● **ТЕКСТ УПРАЖНЕНИЯ**:
▬▬▬
Но как ни трудно тогда, жилось мне в Лондон, я все-таки по мере возможности продолжал защищать те же идеи и преследовать те же планы, с которыми в 1888 г. я приехал из России в Женеву. Мне и тогда приходилось плыть не по течению, а против него. Я по-прежнему боролся с теми, что партию ставили выше родины и не видели в какую пропасть ведут нас реакция с одной стороны и проповедь социальной революции — с другой.
В результате этой борьбы с некоторыми эмигрантскими течениями у меня сложились острые отношения со многими из видных эмигрантов, а с некоторыми даже враждебные. Но у меня было много и явных и тайных друзей.
Теплое отношение к себе я встретил в Лондоне со стороны Степняка, а потом Волховскаго, Чайковского, Кропоткина, не смотря на наши некоторые разногласия.
Лично я высоко ценил Степняка и Волховскаго, у нас были прекрасные отношения и я всегда был их открытым сторонником. Оба они прекрасно относились к "Свободной России", но острота моей постановки вопросов, что так часто ставило меня во враждебные отношения с очень многими эмигрантами, заставляло и их, по крайней мере, открыто не быть со мной и по отношение ко мне они по большей части были только тайно сочувствующими друзьями-Никодимами.
Аналогично враждебное или, по крайней мере, отрицательное отношение приходилось встречать со стороны эмиграции и Степняку, и Волховскому — именно за их сочувствие тем идеям, которые защищала "Свободная Россия". Но общее отношение эмиграции к обоим им было, конечно, менее острое, чем по отношение ко мне. Было это, может быть, потому, что оба они избегали открыто выступать против своих политических противников, эмигрантов, и вообще старались не поднимать в печати острых вопросов, как это часто считал нужным делать я.
▬▬▬
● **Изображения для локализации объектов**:

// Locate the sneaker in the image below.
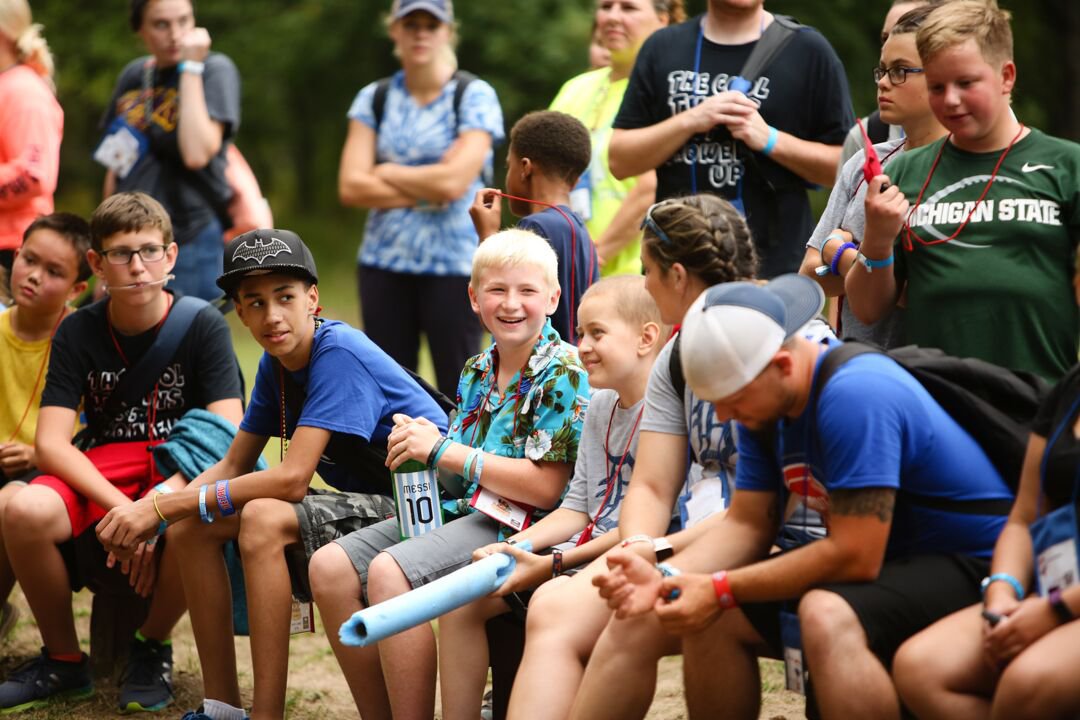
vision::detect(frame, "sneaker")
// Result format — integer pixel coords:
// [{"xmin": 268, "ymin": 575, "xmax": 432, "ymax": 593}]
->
▬▬▬
● **ЧТО ТРЕБУЕТСЯ**: Подхватите текст о лондонской эмиграции и продолжите его сразу после последнего предложения.

● **ОТВЕТ**:
Степняк работал главным образом среди англичан и по большей части был как бы в стороне от русской эмиграции. Кроме того, у него было большое революционное прошлое и оно ставило его в исключительное положение среди эмигрантов.
Волховский подвергался большим нападкам чем Степняк. Вообще же его любили и глубоко уважали, но многие отрицательно относились к его взглядам на революционные вопросы и часто жестоко на него нападали. Волховский чувствовал это враждебное к себе отношение, и ему иногда, видимо, было тяжело его переносить.
Такие враждебный отношения были, в то время довольно обычным явлением между эмигрантами. Скажу для справедливости, что такая же борьба тогда велась не только заграницей между эмигрантами, представителями разных политических течений, но и в России, — и не только в то время, — да и не только среди русских! Эта борьба между близкими, соперничающими партиями — обычная вредная болезнь всех вообще политических партий всех стран и всех времен.
Я очень часто говорил с Волховским по поводу тогдашней борьбы среди эмигрантов. Особенно мне памятен с ним один мой разговор.
У Волховскаго была большая квартира, в несколько комнат. Жил он один, и я иногда оставался ночевать у него.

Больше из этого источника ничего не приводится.